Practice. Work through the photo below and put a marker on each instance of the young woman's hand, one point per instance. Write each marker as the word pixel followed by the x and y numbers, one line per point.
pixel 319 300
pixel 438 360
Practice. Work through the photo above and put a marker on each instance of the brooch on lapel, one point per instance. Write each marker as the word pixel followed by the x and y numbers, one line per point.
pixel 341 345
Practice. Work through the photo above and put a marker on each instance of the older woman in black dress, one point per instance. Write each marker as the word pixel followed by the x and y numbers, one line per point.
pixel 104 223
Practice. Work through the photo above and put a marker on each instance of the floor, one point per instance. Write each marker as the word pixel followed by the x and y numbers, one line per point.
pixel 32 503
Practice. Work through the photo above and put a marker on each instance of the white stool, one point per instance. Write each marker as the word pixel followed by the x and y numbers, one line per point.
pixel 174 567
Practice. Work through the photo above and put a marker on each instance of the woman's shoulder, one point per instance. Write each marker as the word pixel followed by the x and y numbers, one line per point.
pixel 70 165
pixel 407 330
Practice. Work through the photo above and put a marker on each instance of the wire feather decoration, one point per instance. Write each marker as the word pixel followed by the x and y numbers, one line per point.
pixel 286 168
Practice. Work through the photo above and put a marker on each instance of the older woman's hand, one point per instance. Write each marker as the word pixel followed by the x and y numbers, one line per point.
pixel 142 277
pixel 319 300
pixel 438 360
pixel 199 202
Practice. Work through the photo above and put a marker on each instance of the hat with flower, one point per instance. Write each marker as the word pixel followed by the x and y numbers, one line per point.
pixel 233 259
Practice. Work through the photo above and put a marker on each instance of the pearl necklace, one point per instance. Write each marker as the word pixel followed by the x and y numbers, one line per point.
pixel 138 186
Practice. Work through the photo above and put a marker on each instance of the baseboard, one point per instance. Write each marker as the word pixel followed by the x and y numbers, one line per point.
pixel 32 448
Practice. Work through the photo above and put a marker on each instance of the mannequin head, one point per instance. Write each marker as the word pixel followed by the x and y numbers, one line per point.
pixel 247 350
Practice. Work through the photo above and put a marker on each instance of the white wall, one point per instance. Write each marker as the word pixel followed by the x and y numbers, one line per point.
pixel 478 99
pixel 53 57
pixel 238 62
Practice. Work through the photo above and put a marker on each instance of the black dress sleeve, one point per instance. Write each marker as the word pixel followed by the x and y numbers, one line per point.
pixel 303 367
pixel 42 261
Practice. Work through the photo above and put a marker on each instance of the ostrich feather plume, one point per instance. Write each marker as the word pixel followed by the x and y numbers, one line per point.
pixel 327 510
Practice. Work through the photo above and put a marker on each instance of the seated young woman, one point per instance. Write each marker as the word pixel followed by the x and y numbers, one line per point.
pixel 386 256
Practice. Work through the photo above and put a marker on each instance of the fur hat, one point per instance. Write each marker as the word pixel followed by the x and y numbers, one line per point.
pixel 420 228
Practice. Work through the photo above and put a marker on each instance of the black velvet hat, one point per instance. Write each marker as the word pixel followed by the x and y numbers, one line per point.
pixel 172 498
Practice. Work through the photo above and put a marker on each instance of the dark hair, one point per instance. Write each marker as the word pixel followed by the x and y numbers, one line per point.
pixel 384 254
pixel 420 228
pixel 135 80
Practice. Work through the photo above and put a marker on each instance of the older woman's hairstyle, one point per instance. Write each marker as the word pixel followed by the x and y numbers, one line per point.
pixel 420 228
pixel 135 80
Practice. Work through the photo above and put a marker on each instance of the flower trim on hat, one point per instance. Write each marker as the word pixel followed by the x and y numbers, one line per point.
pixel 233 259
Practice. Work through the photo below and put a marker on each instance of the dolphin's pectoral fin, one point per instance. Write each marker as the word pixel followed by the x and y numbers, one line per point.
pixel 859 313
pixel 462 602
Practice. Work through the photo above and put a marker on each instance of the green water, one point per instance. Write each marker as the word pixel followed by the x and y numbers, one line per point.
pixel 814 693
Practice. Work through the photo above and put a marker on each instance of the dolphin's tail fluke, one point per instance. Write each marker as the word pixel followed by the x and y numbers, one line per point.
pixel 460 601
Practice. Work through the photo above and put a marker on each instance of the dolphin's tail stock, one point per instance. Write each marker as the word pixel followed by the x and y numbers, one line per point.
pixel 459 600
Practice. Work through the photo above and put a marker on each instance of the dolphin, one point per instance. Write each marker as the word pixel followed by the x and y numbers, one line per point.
┄┄┄┄┄┄┄┄┄┄
How to complete this task. Every line of the material above should be set down again exactly.

Worked solution.
Practice. Work through the photo below and put a marker on each instance of the young woman's hand, one point per instance. Write each marker as the word pixel followed by the x and y numbers, one line per point.
pixel 319 300
pixel 438 360
Practice. Work through the photo above and put a marker on each instance of the brooch on lapel, one point per instance. Write each marker as the word pixel followed by the x and y numbers, one line per point.
pixel 341 345
Practice. Work through the photo above and put a marker on each instance of the older woman in black dress, one point per instance. Write each marker as the word pixel followed by the x and y numbers, one line per point.
pixel 104 223
Practice. Work through the photo above and put a marker on each instance of the floor, one point per instance. Write each marker as the word pixel followed by the x and y numbers, one line per point.
pixel 32 503
Practice. Work through the photo above and put a marker on each instance of the white stool, one point per instance. Write each marker as the word pixel followed by the x and y numbers, one line per point.
pixel 174 567
Practice. Work through the photo above and put a marker on each instance of the woman's shoulder, one point per instance. Write each marker as the word pixel followed by the x and y numbers, one line per point.
pixel 70 165
pixel 407 330
Practice. Work through the photo above and put a marker on each instance of the wire feather decoration, one point per instance. Write each marker as the word pixel followed by the x and y numbers, one line per point.
pixel 286 168
Practice. Work through the photo above and put a marker on each instance of the older woman's hand, one point per instance. Write each marker as the word pixel followed by the x and y numbers, one line per point.
pixel 142 277
pixel 319 300
pixel 438 360
pixel 199 202
Practice. Work through the photo above and put a marker on each instance of the hat with flower, one point per instance. Write each marker as the word pixel followed by the x and y numbers, one line per point.
pixel 233 259
Practice. Work through the photo above and put a marker on each instance of the pearl necklace, one point per instance. Write each marker as the word pixel followed by the x and y numbers, one line per point.
pixel 138 186
Practice. Work through the photo above and put a marker on each instance of the baseboard, one point per instance. Write each marker as the word pixel followed by the x and y numbers, one line per point.
pixel 32 448
Practice. Work through the photo above and put a marker on each instance of the mannequin head, one point per instance. Write each marker as the word pixel followed by the x and y numbers, one line per point.
pixel 247 350
Practice. Work through the photo above and put a marker on each instance of the white wall, one point per instance. Write each marker as the word pixel followed by the x and y numbers, one line per point.
pixel 478 99
pixel 53 57
pixel 238 62
Practice. Work through the photo above and put a marker on each instance of the black dress sleeve, one point per instance. Write each marker as the word pixel followed by the x and y numbers, one line per point.
pixel 303 367
pixel 42 261
Practice. Work through the photo above and put a marker on each instance of the ostrich feather plume, one point per instance. Write each marker as the word pixel followed by the x and y numbers, one line per point.
pixel 327 510
Practice. Work through the photo above and put a marker on each instance of the seated young woman, one point per instance. Write each marker as the word pixel followed by the x and y numbers, one line per point.
pixel 386 256
Practice. Work through the photo above and put a marker on each instance of the fur hat, one point per instance. Write each marker as the word pixel followed by the x and y numbers, one line per point.
pixel 420 228
Practice. Work through the photo above and put a marker on each instance of the black velvet hat, one point per instance. Write each marker as the word pixel followed by the x and y numbers, one line per point.
pixel 172 498
Practice. Work through the photo above and put a marker on each instance of the dark hair, one point per instance. Write each marker as the word pixel followed by the x and y numbers, one line per point.
pixel 384 254
pixel 420 228
pixel 135 80
Practice. Work through the photo above and put a marker on each instance of the older woman's hairstyle, one point per instance. Write each marker as the word pixel followed by the x and y numbers, one line per point.
pixel 420 228
pixel 135 80
Practice. Work through the photo above and put a marker on each instance of the flower trim on hat, one point per instance. Write each marker as the word pixel followed by the x and y numbers, one line per point.
pixel 233 259
Practice. Work through the photo below and put a marker on each instance of the dolphin's pectoral fin, one point per instance. Write each marker as the word pixel followed by the x and y numbers, one line per point.
pixel 859 313
pixel 462 602
Practice. Work through the photo above and put a marker on each instance of the green water, one point per instance. Write each marker as the word pixel followed by the x and y numbers, one line per point.
pixel 814 693
Practice. Work through the photo above and put a marker on each instance of the dolphin's tail fluke, one point per instance. Write each marker as the word pixel followed by the x and y numbers, one line per point.
pixel 460 601
Practice. Work through the photo above and put a marker on each instance of the dolphin's tail stock, one point per instance. Write each marker as the word pixel followed by the x and y numbers, one line per point.
pixel 459 600
Practice. Work through the photo above and put a marker on each instance of the dolphin, one point per instance. Write each marker as the word pixel followed by the x and y numbers, one line per point.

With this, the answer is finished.